I’ve seen the film once already (I think maybe on Netflix) and enjoyed it far more than I thought I would. Watching it a second time on this superb Blu-Ray release from Arrow, I enjoyed it even more. It’s just simple, non-demanding, slightly quirky, often funny entertainment which thankfully delivers the goods in less than 90 minutes – perfect late night Friday viewing.
The film is full of wooden delivery of wooden dialogue (as it should be of course) and littered with wacky death scenes which all have circus theme. Clowns are often seen as slightly sinister and here we even see McDonalds parodied for their consistent use of Ronald McDonald in a scene where an evil ‘Klown’ attempts to lure a young girl away from her Happy Meal. Priceless stuff!
The whole package from Arrow is as you would expect from an organisation who have seriously raised the bar with great transfers, superb reversible artwork and masses of extra features.
Picture quality is probably as good as it’s going to get although this low-budget affair isn’t going to be the greatest high-definition disc of all time or anything close. But it’s nice that it gets the respect it deserves.

• _EXCERPTED RECORDS_:
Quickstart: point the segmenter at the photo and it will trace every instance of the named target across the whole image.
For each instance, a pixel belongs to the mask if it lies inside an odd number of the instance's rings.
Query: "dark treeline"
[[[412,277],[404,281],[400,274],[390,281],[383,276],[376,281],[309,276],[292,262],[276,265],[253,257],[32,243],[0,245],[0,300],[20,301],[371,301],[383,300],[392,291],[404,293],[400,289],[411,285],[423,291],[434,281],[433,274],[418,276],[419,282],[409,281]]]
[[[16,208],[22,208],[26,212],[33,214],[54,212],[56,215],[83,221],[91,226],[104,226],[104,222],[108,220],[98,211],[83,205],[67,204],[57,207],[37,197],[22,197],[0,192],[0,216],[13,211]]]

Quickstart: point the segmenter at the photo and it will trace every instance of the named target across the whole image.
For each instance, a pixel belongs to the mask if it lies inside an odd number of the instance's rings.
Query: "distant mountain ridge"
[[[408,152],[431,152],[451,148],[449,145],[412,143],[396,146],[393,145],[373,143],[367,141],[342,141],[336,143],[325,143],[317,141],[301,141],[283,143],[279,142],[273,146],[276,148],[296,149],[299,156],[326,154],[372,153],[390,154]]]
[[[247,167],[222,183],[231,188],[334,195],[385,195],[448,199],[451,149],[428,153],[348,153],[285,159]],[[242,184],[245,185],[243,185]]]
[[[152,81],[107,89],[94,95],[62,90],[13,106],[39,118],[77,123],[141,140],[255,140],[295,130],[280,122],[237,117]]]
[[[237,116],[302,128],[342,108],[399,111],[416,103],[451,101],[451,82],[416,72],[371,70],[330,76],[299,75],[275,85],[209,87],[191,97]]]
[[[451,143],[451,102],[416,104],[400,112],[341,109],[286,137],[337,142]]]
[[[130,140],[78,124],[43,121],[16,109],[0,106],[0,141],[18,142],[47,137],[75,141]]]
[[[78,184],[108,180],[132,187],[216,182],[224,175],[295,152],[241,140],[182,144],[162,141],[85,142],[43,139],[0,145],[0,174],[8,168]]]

• _TASKS AND EXERCISES_:
(1) In the film review, which company put out the Blu-Ray release?
(2) Please carry on writing the film review, starting right after its final sentence.
The lines have nothing to do with the film review.

• _RESPONSES_:
(1) Arrow

(2)
I haven’t seen the final packaging for this set yet but I imagine it will be excellent – especially the limited edition steel-book which I imagine will sell like hot-cakes.
The special features include interviews, bloopers and a Chiodo Brothers commentary for the film that provides plenty of trivia to keep film fans happy. As always it’s nice that Arrow Video have taken the time to pull together so much material about the film, and release it in a steelbook, showing the love for the release that it fully deserves.
Special features include:
Audio Commentary with the Chiodo Brothers – all three thoroughly enjoy themselves throughout the movie and it makes for an entertaining and informative 85 minutes.
The Making of Killer Klowns – a 20-minute featurette looking at the film’s production, including an interview with the Chiodo Brothers alongside behind-the-scenes footage. This was originally filmed about ten years ago for a DVD release.
Visual Effects with Gene Warren Jr. – an interview with Charles Chiodo and visual effects supervisor Gene Warren Jr.
Kreating Klowns – an interview with Charles Chiodo and creature fabricator Dwight Roberts
Bringing Life to These Things – A Tour of Chiodo Bros. Productions filmed this year. It looks a great place to work with a vertable treasure-trove of props, puppets and masks that any self-respecting anorak would love to get their hands on.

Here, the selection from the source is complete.